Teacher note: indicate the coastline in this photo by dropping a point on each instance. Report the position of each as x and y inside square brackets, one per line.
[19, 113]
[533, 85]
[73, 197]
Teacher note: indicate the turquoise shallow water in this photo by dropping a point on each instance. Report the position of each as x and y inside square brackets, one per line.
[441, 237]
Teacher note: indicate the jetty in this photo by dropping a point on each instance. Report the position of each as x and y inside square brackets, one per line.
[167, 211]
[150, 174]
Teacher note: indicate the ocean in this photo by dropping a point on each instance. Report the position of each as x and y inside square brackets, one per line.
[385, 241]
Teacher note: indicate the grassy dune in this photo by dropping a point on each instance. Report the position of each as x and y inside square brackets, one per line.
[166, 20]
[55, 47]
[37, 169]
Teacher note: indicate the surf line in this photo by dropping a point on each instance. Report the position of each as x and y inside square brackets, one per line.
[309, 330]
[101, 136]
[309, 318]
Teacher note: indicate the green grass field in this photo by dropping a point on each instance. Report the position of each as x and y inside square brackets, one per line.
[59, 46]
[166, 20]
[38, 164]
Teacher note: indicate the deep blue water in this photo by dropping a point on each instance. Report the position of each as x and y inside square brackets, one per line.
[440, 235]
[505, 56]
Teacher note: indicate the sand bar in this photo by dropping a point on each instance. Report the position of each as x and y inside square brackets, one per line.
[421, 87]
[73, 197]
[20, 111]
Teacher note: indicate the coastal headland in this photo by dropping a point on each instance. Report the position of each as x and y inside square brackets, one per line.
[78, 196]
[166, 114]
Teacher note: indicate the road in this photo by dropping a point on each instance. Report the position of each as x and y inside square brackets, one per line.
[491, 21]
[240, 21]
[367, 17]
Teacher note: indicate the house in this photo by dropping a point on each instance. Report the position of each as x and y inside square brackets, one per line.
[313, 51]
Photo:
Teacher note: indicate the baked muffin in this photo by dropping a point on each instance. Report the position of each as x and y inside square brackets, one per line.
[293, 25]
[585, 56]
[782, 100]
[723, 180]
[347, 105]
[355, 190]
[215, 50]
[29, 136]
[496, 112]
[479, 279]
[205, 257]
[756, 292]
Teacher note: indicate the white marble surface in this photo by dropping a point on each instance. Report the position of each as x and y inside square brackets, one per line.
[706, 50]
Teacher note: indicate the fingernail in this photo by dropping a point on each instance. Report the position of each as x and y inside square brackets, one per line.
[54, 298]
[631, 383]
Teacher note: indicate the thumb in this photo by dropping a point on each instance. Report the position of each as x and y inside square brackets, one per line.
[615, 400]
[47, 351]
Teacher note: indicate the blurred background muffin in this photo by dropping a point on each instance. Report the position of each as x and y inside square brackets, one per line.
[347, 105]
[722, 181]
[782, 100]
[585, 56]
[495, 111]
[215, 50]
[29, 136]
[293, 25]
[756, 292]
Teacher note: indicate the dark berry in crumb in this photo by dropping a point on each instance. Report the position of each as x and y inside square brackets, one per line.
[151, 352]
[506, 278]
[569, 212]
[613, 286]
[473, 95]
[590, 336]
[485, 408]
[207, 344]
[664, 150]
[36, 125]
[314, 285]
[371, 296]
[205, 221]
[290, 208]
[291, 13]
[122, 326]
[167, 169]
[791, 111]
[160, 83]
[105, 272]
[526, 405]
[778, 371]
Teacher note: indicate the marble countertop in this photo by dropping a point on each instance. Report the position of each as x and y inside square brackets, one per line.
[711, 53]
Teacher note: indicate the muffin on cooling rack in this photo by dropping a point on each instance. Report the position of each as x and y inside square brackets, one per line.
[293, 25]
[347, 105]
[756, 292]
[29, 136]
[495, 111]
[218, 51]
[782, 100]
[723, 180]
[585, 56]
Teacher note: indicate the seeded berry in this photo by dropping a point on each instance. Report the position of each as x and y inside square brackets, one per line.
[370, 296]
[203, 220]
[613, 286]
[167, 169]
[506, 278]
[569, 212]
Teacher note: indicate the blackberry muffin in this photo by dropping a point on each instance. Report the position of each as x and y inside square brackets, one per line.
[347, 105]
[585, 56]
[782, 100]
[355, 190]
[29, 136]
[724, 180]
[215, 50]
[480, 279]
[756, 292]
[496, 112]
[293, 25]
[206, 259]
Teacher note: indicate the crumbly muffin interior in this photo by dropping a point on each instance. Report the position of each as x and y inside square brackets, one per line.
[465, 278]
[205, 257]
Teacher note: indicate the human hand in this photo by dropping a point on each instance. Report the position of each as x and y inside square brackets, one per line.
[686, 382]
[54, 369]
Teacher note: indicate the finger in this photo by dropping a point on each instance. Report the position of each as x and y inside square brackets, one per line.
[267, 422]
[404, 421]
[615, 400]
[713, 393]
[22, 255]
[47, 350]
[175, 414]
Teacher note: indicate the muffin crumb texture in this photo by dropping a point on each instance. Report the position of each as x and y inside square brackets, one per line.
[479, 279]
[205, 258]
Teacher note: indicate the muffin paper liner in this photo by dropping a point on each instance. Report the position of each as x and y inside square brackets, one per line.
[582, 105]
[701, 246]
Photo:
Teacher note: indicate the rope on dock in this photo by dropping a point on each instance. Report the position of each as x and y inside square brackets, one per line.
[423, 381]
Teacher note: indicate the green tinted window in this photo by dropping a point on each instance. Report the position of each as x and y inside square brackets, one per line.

* **WHAT IS REQUIRED**: All of the records shown above should be reproduced exactly.

* **RESPONSE AREA**:
Teacher note: indicate the coastline in this photo by dropping a point on each instance. Report the position of each as x and y inside square brackets, one per line.
[19, 113]
[533, 85]
[73, 197]
Teacher note: indicate the turquoise shallow water in this photo by dropping a point on each instance. Report the position of each as x and y inside square brackets, one per line.
[441, 237]
Teacher note: indicate the jetty in this photo by dropping a point on each instance. Report the position of each as x and y inside square brackets, one per line.
[167, 211]
[150, 174]
Teacher note: indicate the ocean in this photo by dropping a point on each instance. Report the position of each as x and y inside square brackets, one per line.
[385, 241]
Teacher note: indicate the grassy dune in this photo by dropping a point on each instance. Report the position of each as x and y inside square brackets, one per line.
[166, 20]
[55, 47]
[37, 169]
Teacher note: indicate the surf line in this photo by dropping a point on each instance. Report the position of each as x and y inside square brackets, one per line.
[309, 330]
[101, 136]
[309, 318]
Teacher note: indicate the green grass field in this photo by dropping a point on each instance. Report the position of each as x and y inside square brackets, one per line.
[59, 46]
[166, 20]
[38, 164]
Teacher note: indicate the deep blue water in this photo by dropping a point on each instance. Report the position of each as x and y inside square brackets, one per line.
[440, 235]
[505, 56]
Teacher note: indicate the sand bar in this photo by dropping a point on each instance. Report the position of each as x and y inside square brackets, one per line.
[421, 87]
[73, 197]
[20, 111]
Teacher note: indicate the coastal headland in this photo by dropping a point on each instance. Report the position of each as x and y inside square brackets, one per line.
[78, 196]
[166, 114]
Teacher note: indicate the road in this photo by dropping a point on each instance. Report the position of each as x and y inside square brackets, one per line.
[491, 21]
[240, 21]
[367, 17]
Teacher note: indicate the house in this photo by dropping a point on each instance. Report the position of each as x and y inside square brackets, one per line.
[313, 51]
Photo:
Teacher note: indicate the baked muffin in this photo by dropping a point on each instance. Report the position of each as x and y inside square brackets, one per line.
[293, 25]
[585, 56]
[782, 100]
[723, 180]
[347, 105]
[355, 190]
[215, 50]
[29, 136]
[496, 112]
[479, 279]
[205, 257]
[756, 292]
Teacher note: indicate the white marble surface in this photo by dropping a point on each instance. Report the position of each as x and y inside square brackets, one per line.
[706, 50]
Teacher note: indicate the fingernail in this photo by dropping a point on each instance. Report the position of each as x and y inside square brackets, one per line.
[54, 298]
[631, 383]
Teacher note: indicate the thumb in this photo by dropping a point on each instance. Report the position of each as x and y inside square brackets, one per line.
[615, 400]
[47, 351]
Teacher note: indicate the blurred background muffin in this photo by dropping a point on each instance. Report the position of each as x and y inside square brackets, one per line.
[347, 105]
[722, 181]
[782, 100]
[585, 56]
[495, 111]
[215, 50]
[29, 136]
[293, 25]
[756, 292]
Teacher note: indicate the dark berry in crumb in this photo by dropping a point on each instance. Report the position of each as x and y inside square brackets, one per line.
[151, 352]
[506, 278]
[569, 212]
[613, 286]
[473, 95]
[590, 336]
[485, 408]
[207, 344]
[664, 150]
[36, 125]
[314, 285]
[371, 296]
[205, 221]
[290, 208]
[291, 13]
[122, 326]
[167, 169]
[791, 111]
[160, 83]
[105, 272]
[526, 405]
[778, 371]
Teacher note: indicate the marble countertop in this photo by dropping a point on each instance. Report the position of each as x and y inside square brackets, one per line.
[711, 53]
Teacher note: indicate the muffin on cooling rack in this photo by dropping a point on each instance. Report the position of each as x and y inside square brackets, one per line.
[293, 25]
[347, 105]
[756, 292]
[29, 136]
[495, 111]
[218, 51]
[782, 100]
[723, 180]
[585, 56]
Teacher note: indicate the seeded berry in this photo by dropping a point on each instance. Report the position of each as x and y inside square brackets, one per line.
[370, 296]
[203, 220]
[613, 286]
[167, 169]
[506, 278]
[569, 212]
Teacher note: indicate the blackberry muffin in this photo by dropping a point on each instance. Report the position of each as x and y inside square brackets, one per line.
[347, 105]
[585, 56]
[782, 100]
[355, 190]
[29, 136]
[724, 180]
[215, 50]
[480, 279]
[756, 292]
[496, 112]
[293, 25]
[206, 259]
Teacher note: indicate the crumbly muffin interior in this photo by dropping a point on each instance. Report the position of each as x and y inside square brackets, one per line.
[465, 278]
[205, 257]
Teacher note: indicate the human hand in this photo by dropping a point on each instance. Report the position of each as x and y inside square brackets, one per line.
[686, 382]
[54, 369]
Teacher note: indicate the finger in this photo by dropping a point on each instance. Report the position of each as x and y inside square brackets, one per line.
[267, 422]
[404, 421]
[615, 400]
[713, 393]
[22, 255]
[47, 350]
[175, 414]
Teacher note: indicate the muffin crumb texture in this photo by dropping a point on each instance. Report the position of each as x and y inside square brackets, one per line.
[479, 279]
[205, 258]
Teacher note: indicate the muffin paper liner in this photo by dropping a point on each instance. Report the position of each as x and y inside square brackets, one per line.
[582, 105]
[701, 246]
Photo:
Teacher note: indicate the rope on dock in this photo by dropping a point on each instance. Report the position of each as x and y inside square brackets, one per line.
[423, 381]
Teacher note: indicate the green tinted window in this photo by dropping a point on each instance. Report the position of each as x and y inside square brackets, one per line.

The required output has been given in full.